**Required work:**
The data below should be duplicated in full, unchanged.

**Provided entries:**

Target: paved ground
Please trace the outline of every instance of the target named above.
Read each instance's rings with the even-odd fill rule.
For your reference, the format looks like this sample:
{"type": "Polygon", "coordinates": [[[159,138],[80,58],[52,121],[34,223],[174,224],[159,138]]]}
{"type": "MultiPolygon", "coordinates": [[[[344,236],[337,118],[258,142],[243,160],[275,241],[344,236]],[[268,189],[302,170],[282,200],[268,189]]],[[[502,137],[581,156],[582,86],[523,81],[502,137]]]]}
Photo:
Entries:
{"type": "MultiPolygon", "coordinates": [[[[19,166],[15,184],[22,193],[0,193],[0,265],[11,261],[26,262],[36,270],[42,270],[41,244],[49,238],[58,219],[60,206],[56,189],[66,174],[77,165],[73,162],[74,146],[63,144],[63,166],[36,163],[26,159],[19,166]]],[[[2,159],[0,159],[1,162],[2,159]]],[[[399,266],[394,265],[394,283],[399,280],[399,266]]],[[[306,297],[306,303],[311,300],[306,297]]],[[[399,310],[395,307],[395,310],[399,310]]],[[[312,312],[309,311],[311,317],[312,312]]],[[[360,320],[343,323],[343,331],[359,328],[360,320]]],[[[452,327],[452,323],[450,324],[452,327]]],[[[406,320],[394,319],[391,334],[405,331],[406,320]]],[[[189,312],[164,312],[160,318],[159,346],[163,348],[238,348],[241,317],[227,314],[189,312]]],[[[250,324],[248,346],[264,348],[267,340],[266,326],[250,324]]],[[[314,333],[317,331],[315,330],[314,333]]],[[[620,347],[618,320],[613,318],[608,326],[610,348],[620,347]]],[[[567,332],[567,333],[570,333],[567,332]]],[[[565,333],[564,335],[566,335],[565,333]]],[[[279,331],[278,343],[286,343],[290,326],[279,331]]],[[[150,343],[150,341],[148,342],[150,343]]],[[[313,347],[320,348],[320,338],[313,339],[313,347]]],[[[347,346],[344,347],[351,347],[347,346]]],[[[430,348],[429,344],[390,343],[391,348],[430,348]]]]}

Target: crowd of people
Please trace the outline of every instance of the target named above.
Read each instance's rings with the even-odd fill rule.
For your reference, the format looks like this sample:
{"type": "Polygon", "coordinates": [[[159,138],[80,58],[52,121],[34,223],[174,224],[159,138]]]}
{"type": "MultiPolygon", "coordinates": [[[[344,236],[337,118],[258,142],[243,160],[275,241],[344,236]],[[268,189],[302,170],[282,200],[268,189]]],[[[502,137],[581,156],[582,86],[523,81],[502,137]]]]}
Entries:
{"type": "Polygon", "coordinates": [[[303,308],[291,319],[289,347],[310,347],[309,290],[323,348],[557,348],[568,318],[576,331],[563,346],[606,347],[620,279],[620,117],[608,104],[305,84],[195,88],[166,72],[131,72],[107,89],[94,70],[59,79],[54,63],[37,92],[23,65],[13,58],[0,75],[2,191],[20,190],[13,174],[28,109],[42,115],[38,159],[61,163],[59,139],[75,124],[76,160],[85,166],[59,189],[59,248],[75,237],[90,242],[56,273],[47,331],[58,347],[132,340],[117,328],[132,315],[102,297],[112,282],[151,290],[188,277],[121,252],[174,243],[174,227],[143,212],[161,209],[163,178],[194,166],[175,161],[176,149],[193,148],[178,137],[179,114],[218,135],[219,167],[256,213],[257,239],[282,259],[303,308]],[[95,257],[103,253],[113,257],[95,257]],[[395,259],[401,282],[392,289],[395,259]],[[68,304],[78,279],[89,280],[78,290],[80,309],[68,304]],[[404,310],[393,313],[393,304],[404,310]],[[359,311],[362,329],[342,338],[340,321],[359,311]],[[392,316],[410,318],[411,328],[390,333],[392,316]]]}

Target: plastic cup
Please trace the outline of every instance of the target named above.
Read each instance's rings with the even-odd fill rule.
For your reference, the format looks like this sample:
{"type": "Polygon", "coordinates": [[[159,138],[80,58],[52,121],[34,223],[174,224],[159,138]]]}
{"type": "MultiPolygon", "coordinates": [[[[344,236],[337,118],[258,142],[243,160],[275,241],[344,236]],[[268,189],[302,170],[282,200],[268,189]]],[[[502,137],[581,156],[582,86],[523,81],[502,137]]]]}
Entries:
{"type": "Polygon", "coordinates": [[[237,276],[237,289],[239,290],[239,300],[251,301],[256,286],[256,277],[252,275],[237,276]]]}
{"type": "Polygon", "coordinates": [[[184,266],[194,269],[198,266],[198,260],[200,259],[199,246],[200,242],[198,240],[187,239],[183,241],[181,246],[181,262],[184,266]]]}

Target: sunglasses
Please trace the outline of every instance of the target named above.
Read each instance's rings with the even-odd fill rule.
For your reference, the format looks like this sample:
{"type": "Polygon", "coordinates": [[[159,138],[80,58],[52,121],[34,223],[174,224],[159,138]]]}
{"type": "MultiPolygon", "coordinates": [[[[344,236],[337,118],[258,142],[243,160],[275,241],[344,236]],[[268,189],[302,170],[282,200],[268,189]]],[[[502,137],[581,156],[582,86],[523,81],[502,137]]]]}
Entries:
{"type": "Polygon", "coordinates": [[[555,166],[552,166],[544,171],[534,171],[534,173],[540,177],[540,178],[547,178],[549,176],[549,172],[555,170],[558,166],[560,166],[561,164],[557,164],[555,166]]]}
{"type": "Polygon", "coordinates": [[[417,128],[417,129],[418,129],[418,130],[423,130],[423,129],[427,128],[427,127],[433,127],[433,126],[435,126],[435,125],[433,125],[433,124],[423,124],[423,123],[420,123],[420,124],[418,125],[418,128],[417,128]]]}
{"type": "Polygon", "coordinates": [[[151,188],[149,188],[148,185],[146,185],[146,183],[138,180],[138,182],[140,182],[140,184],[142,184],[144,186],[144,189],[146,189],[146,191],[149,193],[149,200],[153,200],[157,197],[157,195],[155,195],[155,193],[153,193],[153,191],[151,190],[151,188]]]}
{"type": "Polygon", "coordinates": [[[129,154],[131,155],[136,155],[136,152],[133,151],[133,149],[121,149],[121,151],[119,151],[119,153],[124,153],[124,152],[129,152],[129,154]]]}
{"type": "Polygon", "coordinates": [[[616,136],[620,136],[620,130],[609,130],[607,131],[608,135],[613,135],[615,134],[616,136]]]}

**Answer space:**
Target: paved ground
Please trace the outline of every instance of the target named above.
Read each instance's rings with the even-odd fill rule.
For your reference, the format looks like this sample:
{"type": "Polygon", "coordinates": [[[159,138],[80,58],[52,121],[34,223],[174,224],[159,138]]]}
{"type": "MultiPolygon", "coordinates": [[[[344,236],[337,118],[258,142],[243,160],[275,241],[344,236]],[[268,189],[302,170],[282,200],[268,189]]],[[[502,137],[581,156],[582,86],[523,81],[502,137]]]]}
Photo:
Entries:
{"type": "MultiPolygon", "coordinates": [[[[19,166],[15,184],[22,193],[0,193],[0,265],[11,261],[26,262],[36,270],[42,270],[41,244],[49,238],[58,219],[60,206],[56,189],[66,174],[77,165],[73,162],[74,146],[63,144],[63,166],[36,163],[26,159],[19,166]]],[[[2,159],[0,159],[1,162],[2,159]]],[[[399,266],[394,265],[394,283],[399,280],[399,266]]],[[[306,297],[306,303],[311,300],[306,297]]],[[[399,310],[395,307],[395,310],[399,310]]],[[[312,312],[309,311],[311,317],[312,312]]],[[[360,320],[343,323],[343,331],[359,328],[360,320]]],[[[452,327],[452,323],[450,324],[452,327]]],[[[406,320],[394,319],[391,334],[405,331],[406,320]]],[[[189,312],[164,312],[160,318],[159,346],[163,348],[238,348],[241,317],[227,314],[189,312]]],[[[250,324],[248,346],[264,348],[267,340],[266,326],[250,324]]],[[[314,333],[317,331],[315,330],[314,333]]],[[[620,347],[618,320],[613,318],[608,326],[610,348],[620,347]]],[[[567,332],[567,333],[570,333],[567,332]]],[[[565,333],[564,335],[566,335],[565,333]]],[[[279,331],[278,343],[286,343],[290,326],[279,331]]],[[[150,343],[150,341],[148,342],[150,343]]],[[[313,347],[320,348],[320,338],[313,339],[313,347]]],[[[347,346],[344,347],[351,347],[347,346]]],[[[430,348],[429,344],[390,343],[391,348],[430,348]]]]}

Target: crowd of people
Please trace the outline of every instance of the target named above.
Read each instance's rings with the even-odd fill rule.
For your reference, the format looks like this sample:
{"type": "Polygon", "coordinates": [[[159,138],[80,58],[52,121],[34,223],[174,224],[159,138]]]}
{"type": "MultiPolygon", "coordinates": [[[[344,236],[337,118],[258,142],[243,160],[275,241],[344,236]],[[268,189],[302,170],[282,200],[268,189]]],[[[502,137],[581,156],[582,86],[523,81],[502,137]]]]}
Entries:
{"type": "Polygon", "coordinates": [[[303,308],[291,319],[289,347],[310,347],[309,290],[323,348],[557,348],[568,318],[576,331],[563,346],[606,347],[620,279],[620,117],[608,104],[305,84],[195,88],[166,72],[131,72],[107,89],[94,70],[59,79],[54,63],[37,92],[23,65],[13,58],[0,75],[2,191],[20,190],[13,174],[28,109],[42,115],[38,159],[61,163],[59,139],[75,124],[76,160],[85,166],[59,189],[59,248],[75,237],[90,242],[56,273],[47,331],[58,347],[132,340],[117,328],[132,315],[102,297],[112,282],[151,290],[188,277],[121,252],[174,243],[174,227],[143,212],[161,209],[163,178],[194,166],[175,161],[176,149],[193,148],[178,137],[179,114],[218,135],[219,167],[256,213],[257,239],[282,259],[303,308]],[[95,257],[103,253],[113,257],[95,257]],[[395,259],[401,282],[392,289],[395,259]],[[68,304],[78,279],[89,280],[78,290],[80,309],[68,304]],[[404,310],[393,313],[393,304],[404,310]],[[359,311],[362,329],[342,338],[340,321],[359,311]],[[392,316],[410,318],[411,328],[390,333],[392,316]]]}

Target: plastic cup
Please trace the outline of every instance of the target named above.
Read each instance's rings with the even-odd fill rule.
For your reference, the format looks like this sample:
{"type": "Polygon", "coordinates": [[[159,138],[80,58],[52,121],[34,223],[174,224],[159,138]]]}
{"type": "MultiPolygon", "coordinates": [[[[344,236],[337,118],[258,142],[243,160],[275,241],[344,236]],[[268,189],[302,170],[282,200],[268,189]]],[[[502,137],[581,156],[582,86],[523,81],[502,137]]]]}
Entries:
{"type": "Polygon", "coordinates": [[[237,276],[237,289],[239,290],[239,300],[251,301],[256,286],[256,277],[252,275],[237,276]]]}
{"type": "Polygon", "coordinates": [[[184,266],[194,269],[198,266],[198,260],[200,259],[199,246],[200,242],[198,240],[187,239],[183,241],[181,246],[181,262],[184,266]]]}

Target: sunglasses
Please trace the outline of every instance of the target named above.
Read each instance's rings with the even-odd fill rule.
For your reference, the format looks like this sample:
{"type": "Polygon", "coordinates": [[[159,138],[80,58],[52,121],[34,223],[174,224],[159,138]]]}
{"type": "MultiPolygon", "coordinates": [[[[344,236],[337,118],[258,142],[243,160],[275,241],[344,236]],[[268,189],[302,170],[282,200],[268,189]]],[[[502,137],[581,156],[582,86],[523,81],[502,137]]]]}
Entries:
{"type": "Polygon", "coordinates": [[[555,166],[552,166],[544,171],[534,171],[534,173],[540,177],[540,178],[547,178],[549,176],[549,172],[555,170],[558,166],[560,166],[561,164],[557,164],[555,166]]]}
{"type": "Polygon", "coordinates": [[[417,128],[417,129],[418,129],[418,130],[423,130],[423,129],[427,128],[427,127],[433,127],[433,126],[435,126],[435,125],[433,125],[433,124],[423,124],[423,123],[420,123],[420,124],[418,125],[418,128],[417,128]]]}
{"type": "Polygon", "coordinates": [[[151,188],[149,188],[148,185],[146,185],[146,183],[138,180],[138,182],[140,182],[140,184],[142,184],[144,186],[144,189],[146,189],[146,191],[149,193],[149,200],[153,200],[157,197],[157,195],[155,195],[155,193],[153,193],[153,191],[151,190],[151,188]]]}
{"type": "Polygon", "coordinates": [[[129,154],[131,155],[136,155],[136,152],[133,151],[133,149],[121,149],[121,151],[119,151],[119,153],[124,153],[124,152],[129,152],[129,154]]]}
{"type": "Polygon", "coordinates": [[[616,136],[620,136],[620,130],[609,130],[607,131],[608,135],[613,135],[615,134],[616,136]]]}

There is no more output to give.